* _Task objective_
Print all the records exactly, please.

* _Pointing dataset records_
++++++++++++++++++++

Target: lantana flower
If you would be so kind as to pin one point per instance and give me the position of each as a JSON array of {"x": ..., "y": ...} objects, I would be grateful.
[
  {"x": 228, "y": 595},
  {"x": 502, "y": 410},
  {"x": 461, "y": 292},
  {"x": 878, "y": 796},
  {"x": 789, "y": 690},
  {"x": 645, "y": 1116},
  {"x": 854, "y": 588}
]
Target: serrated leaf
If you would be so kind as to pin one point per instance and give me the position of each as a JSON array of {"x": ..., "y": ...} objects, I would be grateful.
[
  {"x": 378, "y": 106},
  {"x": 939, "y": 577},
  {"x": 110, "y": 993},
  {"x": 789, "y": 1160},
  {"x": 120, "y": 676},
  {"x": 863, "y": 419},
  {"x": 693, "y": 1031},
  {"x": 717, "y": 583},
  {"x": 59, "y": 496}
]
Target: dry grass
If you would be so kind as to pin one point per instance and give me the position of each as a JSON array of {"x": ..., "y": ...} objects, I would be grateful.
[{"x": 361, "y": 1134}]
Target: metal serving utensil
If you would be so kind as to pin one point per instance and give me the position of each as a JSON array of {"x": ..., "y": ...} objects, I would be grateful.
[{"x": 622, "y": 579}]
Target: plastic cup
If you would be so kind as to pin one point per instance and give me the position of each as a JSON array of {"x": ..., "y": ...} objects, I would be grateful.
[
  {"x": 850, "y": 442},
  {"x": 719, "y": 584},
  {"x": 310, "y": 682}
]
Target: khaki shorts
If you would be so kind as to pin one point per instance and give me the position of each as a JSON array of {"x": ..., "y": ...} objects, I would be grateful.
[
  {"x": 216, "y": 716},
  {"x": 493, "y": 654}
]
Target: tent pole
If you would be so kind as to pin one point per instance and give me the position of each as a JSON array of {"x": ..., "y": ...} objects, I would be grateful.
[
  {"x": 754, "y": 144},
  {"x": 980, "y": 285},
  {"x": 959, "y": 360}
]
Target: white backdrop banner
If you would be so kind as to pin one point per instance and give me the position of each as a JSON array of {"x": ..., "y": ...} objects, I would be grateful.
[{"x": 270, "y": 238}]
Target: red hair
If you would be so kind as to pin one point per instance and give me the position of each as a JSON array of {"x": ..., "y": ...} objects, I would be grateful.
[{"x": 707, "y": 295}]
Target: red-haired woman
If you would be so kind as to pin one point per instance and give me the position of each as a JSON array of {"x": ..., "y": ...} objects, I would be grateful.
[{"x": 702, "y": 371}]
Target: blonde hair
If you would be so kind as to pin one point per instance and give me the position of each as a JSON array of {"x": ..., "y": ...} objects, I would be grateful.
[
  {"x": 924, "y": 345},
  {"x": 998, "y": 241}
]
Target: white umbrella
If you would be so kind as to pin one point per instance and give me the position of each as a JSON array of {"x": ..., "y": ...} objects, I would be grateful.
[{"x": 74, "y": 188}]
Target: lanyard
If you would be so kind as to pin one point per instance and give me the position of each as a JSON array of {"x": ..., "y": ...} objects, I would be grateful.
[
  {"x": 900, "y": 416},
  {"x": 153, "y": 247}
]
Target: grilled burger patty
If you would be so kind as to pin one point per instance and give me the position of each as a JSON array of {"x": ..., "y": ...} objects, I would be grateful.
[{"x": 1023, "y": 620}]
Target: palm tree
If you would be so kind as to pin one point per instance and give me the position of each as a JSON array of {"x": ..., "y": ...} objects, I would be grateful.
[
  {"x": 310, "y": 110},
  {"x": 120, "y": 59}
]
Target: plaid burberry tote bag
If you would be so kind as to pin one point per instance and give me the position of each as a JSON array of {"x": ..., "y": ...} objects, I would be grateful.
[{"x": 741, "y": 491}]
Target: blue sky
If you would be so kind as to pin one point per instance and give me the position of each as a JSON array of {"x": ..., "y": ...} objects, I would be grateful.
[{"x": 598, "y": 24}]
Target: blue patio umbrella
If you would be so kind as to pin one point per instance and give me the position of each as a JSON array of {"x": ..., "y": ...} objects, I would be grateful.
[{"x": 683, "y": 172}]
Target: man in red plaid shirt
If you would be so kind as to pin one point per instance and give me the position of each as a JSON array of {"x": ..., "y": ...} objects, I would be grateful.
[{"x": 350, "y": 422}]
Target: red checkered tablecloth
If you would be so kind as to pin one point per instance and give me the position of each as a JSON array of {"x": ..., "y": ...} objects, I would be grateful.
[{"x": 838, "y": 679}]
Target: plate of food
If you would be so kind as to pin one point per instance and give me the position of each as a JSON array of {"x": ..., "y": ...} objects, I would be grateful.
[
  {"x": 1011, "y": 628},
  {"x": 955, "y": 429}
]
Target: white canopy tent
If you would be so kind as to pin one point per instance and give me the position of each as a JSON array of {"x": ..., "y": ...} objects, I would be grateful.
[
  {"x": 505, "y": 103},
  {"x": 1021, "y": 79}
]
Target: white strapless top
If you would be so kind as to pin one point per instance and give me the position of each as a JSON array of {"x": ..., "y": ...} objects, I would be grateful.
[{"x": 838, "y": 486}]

++++++++++++++++++++

* _Solution_
Target: lantana flower
If you would be so kind as to pin one point per instance and give me the position of each as a JSON array of {"x": ..., "y": ...} objects, I would be grateful.
[
  {"x": 228, "y": 595},
  {"x": 502, "y": 410},
  {"x": 461, "y": 292},
  {"x": 878, "y": 796},
  {"x": 789, "y": 690},
  {"x": 645, "y": 1116},
  {"x": 854, "y": 588}
]
Target: serrated leaf
If you would be so kind as to pin one point per instance and give me the position of each as a JSON array of {"x": ..., "y": ...} objects, I would be grateful.
[
  {"x": 378, "y": 106},
  {"x": 939, "y": 577},
  {"x": 110, "y": 993},
  {"x": 789, "y": 1160},
  {"x": 120, "y": 676},
  {"x": 863, "y": 419},
  {"x": 693, "y": 1031},
  {"x": 717, "y": 583},
  {"x": 59, "y": 496}
]
Target: dry grass
If you would be so kind as to pin one point per instance and give me the position of each as a JSON array of {"x": ..., "y": ...} objects, I would be grateful.
[{"x": 361, "y": 1134}]
Target: metal serving utensil
If you would be so kind as to pin one point per instance and give me the position of each as a JSON array of {"x": ..., "y": ...} objects, I would be grateful.
[{"x": 622, "y": 579}]
Target: plastic cup
If you would be so kind as to pin one point per instance and give me the position of each as a JSON array of {"x": ..., "y": ...} objects, I would be grateful.
[
  {"x": 850, "y": 442},
  {"x": 719, "y": 584},
  {"x": 310, "y": 682}
]
Target: khaki shorts
If you would be so kind as to pin one point per instance and give me the position of each as a JSON array of {"x": ..., "y": ...} objects, I would be grateful.
[
  {"x": 216, "y": 716},
  {"x": 493, "y": 654}
]
Target: tent pole
If you would be so kind as to pin one point per instance and give me the position of each as a JSON array of {"x": ..., "y": ...} objects, I would be grateful.
[
  {"x": 754, "y": 144},
  {"x": 980, "y": 285},
  {"x": 959, "y": 360}
]
Target: white backdrop banner
If you would be so kind as to pin one point per instance and give me the position of each as a JSON array of {"x": ..., "y": ...} objects, I would be grateful.
[{"x": 270, "y": 238}]
Target: red hair
If you would be so kind as to pin one point per instance and give me the position of each as a JSON array of {"x": ..., "y": ...} objects, I would be grateful.
[{"x": 707, "y": 295}]
Target: red-haired woman
If you would be so kind as to pin one point per instance and give me the position of each as a JSON array of {"x": ..., "y": ...} objects, I would be grateful.
[{"x": 702, "y": 371}]
Target: blonde hair
If you would be so kind as to pin one point per instance and give me the position of each as a JSON array of {"x": ..., "y": ...} objects, I would be grateful.
[
  {"x": 924, "y": 345},
  {"x": 998, "y": 241}
]
Target: white umbrella
If you would be so kind as to pin one point per instance and give me the position of each as a JSON array of {"x": ..., "y": ...} objects, I would be grateful.
[{"x": 74, "y": 188}]
Target: lanyard
If you would be so kind as to pin one point per instance and give me the position of each as a JSON array of {"x": ..., "y": ...} objects, I would be grateful.
[
  {"x": 900, "y": 416},
  {"x": 153, "y": 247}
]
Target: grilled burger patty
If you would be so kind as to pin one point per instance and give me the position of each as a JSON array of {"x": ..., "y": ...} objects, I would be grateful.
[{"x": 1023, "y": 620}]
Target: palm tree
If you would be so kind as to pin one point per instance and give me the position of each as a JSON array of {"x": ..., "y": ...} objects, I would be grateful.
[
  {"x": 310, "y": 110},
  {"x": 120, "y": 59}
]
Target: plaid burberry tote bag
If you would be so kind as to pin one point per instance and give me the position of each as a JSON array of {"x": ..., "y": ...} objects, I would be grateful.
[{"x": 741, "y": 491}]
Target: blue sky
If you would be so kind as to pin one point per instance and give me the position of each as a JSON array of {"x": ..., "y": ...} objects, I would be grateful.
[{"x": 598, "y": 24}]
Target: blue patio umbrella
If you would be so kind as to pin one point per instance and give me the position of each as a JSON array of {"x": ..., "y": ...} objects, I would be grateful.
[{"x": 683, "y": 172}]
Target: man in red plaid shirt
If you would be so kind as to pin one point per instance and give me the position of each as a JSON array of {"x": ..., "y": ...} objects, I would be grateful.
[{"x": 350, "y": 422}]
Target: red checkered tablecloth
If you would be so kind as to pin one point per instance and give me the position of each as a JSON array of {"x": ..., "y": ...} objects, I would be grateful.
[{"x": 838, "y": 679}]
Target: plate of food
If you would be so kind as to pin one point per instance and give me the position of each as a JSON array of {"x": ..., "y": ...} objects, I would be grateful.
[
  {"x": 1011, "y": 628},
  {"x": 955, "y": 429}
]
Target: white canopy tent
If you would be so kind as to pin one point per instance and give me the position of each as a JSON array of {"x": ..., "y": ...} objects, I would be grateful.
[
  {"x": 505, "y": 103},
  {"x": 1021, "y": 79}
]
Target: white strapless top
If you would be so kind as to pin one point per instance and give me the position of each as a JSON array of {"x": ..., "y": ...} objects, I would be grateful.
[{"x": 838, "y": 486}]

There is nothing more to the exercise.